## START RECORDS SHOWN

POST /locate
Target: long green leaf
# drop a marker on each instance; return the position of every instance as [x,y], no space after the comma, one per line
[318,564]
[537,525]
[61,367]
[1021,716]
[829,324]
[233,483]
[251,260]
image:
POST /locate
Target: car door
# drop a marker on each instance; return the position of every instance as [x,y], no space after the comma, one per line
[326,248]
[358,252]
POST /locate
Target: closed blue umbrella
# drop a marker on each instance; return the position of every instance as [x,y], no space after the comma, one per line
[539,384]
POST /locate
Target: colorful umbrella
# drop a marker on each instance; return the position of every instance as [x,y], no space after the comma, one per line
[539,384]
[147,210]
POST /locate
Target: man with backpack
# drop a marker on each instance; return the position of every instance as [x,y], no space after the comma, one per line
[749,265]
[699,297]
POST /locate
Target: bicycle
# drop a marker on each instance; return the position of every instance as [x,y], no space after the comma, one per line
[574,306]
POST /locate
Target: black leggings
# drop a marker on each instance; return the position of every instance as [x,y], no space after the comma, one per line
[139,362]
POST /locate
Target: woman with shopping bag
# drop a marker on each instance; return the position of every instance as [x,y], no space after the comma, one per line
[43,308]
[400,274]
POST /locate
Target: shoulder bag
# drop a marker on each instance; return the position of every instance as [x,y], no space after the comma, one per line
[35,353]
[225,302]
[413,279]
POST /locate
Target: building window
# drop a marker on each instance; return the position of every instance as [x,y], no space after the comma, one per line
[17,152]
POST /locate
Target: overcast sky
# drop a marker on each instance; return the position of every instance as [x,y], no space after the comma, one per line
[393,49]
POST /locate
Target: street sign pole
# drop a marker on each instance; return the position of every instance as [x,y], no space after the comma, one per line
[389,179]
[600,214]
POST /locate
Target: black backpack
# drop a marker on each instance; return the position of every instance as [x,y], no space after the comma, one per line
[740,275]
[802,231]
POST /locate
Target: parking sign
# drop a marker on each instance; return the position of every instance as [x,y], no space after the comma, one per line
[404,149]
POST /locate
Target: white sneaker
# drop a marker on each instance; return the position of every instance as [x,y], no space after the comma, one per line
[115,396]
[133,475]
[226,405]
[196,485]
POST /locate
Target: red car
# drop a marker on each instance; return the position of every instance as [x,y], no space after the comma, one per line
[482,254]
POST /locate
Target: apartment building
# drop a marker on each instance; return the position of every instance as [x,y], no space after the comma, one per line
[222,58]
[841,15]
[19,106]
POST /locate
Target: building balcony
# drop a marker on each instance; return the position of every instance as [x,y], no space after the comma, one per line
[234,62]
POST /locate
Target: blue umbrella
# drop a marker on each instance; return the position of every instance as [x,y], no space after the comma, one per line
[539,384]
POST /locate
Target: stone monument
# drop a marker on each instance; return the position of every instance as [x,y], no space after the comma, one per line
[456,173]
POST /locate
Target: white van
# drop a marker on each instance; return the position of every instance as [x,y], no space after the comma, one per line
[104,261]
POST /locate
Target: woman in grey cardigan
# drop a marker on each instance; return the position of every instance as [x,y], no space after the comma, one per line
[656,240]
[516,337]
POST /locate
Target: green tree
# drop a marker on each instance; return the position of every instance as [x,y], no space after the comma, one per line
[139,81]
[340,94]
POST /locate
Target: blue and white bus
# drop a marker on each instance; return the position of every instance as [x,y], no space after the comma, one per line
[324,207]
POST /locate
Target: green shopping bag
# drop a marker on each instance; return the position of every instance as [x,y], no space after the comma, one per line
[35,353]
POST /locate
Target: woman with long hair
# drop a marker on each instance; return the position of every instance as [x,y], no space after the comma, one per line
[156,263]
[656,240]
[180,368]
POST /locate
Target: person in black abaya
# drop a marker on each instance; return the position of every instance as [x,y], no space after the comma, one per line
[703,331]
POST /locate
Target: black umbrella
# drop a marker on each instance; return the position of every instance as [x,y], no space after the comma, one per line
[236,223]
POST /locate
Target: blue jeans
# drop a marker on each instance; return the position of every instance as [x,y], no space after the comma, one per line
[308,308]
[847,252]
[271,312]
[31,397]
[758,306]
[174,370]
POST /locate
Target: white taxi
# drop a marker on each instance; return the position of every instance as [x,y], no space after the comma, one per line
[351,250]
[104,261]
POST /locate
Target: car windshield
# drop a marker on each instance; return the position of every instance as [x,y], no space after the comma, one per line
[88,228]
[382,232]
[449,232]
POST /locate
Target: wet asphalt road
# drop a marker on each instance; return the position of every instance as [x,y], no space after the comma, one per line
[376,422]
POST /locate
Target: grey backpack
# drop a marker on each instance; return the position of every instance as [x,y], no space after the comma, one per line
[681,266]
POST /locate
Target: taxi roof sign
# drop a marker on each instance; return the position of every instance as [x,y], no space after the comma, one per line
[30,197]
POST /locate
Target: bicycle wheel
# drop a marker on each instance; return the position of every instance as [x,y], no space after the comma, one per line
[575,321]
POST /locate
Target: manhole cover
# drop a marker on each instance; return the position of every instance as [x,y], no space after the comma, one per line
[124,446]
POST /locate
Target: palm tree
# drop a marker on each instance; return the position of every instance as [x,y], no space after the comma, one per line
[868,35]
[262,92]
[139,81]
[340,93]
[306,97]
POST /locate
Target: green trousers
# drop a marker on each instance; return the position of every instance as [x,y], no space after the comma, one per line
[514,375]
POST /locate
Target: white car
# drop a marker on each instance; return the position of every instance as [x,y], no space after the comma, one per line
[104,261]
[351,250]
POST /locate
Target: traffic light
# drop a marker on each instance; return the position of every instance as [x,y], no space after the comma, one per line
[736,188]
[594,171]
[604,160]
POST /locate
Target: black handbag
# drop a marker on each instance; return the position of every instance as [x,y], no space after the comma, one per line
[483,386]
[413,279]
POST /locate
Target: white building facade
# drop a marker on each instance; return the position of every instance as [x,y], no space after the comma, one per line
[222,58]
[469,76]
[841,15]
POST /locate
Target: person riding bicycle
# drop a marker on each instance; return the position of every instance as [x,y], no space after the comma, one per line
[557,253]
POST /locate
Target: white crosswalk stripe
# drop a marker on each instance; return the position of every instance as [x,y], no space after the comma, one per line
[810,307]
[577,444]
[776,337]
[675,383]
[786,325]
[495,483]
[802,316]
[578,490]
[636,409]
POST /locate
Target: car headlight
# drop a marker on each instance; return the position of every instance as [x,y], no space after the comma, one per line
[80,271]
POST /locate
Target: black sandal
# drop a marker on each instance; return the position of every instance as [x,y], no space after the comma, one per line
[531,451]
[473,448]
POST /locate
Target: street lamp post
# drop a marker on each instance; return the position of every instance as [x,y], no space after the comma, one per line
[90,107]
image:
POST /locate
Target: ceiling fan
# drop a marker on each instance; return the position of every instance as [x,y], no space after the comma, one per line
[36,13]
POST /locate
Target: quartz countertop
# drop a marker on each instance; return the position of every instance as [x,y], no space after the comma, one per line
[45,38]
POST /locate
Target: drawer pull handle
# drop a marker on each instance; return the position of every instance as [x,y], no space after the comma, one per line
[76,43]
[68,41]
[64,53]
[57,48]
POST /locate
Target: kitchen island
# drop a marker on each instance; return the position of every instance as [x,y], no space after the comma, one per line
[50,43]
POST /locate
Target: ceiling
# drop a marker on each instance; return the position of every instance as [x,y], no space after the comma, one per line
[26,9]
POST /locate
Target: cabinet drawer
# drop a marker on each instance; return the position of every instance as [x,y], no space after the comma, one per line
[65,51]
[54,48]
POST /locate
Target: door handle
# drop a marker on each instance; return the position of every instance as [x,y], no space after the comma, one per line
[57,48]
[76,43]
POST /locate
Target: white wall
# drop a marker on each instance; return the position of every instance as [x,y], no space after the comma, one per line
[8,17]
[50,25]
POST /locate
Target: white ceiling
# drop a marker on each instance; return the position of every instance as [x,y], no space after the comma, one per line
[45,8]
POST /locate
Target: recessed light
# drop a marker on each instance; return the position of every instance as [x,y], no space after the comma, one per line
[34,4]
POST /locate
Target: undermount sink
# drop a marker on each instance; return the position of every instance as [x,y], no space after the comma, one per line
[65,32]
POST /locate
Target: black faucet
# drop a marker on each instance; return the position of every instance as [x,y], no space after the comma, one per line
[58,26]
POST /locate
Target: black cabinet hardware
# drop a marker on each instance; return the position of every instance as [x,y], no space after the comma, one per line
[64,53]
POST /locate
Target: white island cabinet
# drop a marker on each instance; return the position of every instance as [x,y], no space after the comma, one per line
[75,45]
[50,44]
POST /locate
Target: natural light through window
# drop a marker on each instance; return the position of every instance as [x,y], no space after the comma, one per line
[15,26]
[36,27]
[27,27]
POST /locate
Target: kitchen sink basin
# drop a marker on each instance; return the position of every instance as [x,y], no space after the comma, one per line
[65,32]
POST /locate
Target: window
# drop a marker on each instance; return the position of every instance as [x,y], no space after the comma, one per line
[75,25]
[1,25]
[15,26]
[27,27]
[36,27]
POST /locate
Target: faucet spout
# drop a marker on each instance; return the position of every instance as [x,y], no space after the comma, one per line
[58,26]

## END RECORDS SHOWN

▸ **WORK TO BE COMPLETED**:
Collect every line above that contains the string "white", treating case as significant.

▸ **COMPLETE RESPONSE**:
Target: white sneaker
Target: white van
Target: blue and white bus
Target: white taxi
Target: white car
Target: white building facade
Target: white crosswalk stripe
Target: white wall
Target: white ceiling
Target: white island cabinet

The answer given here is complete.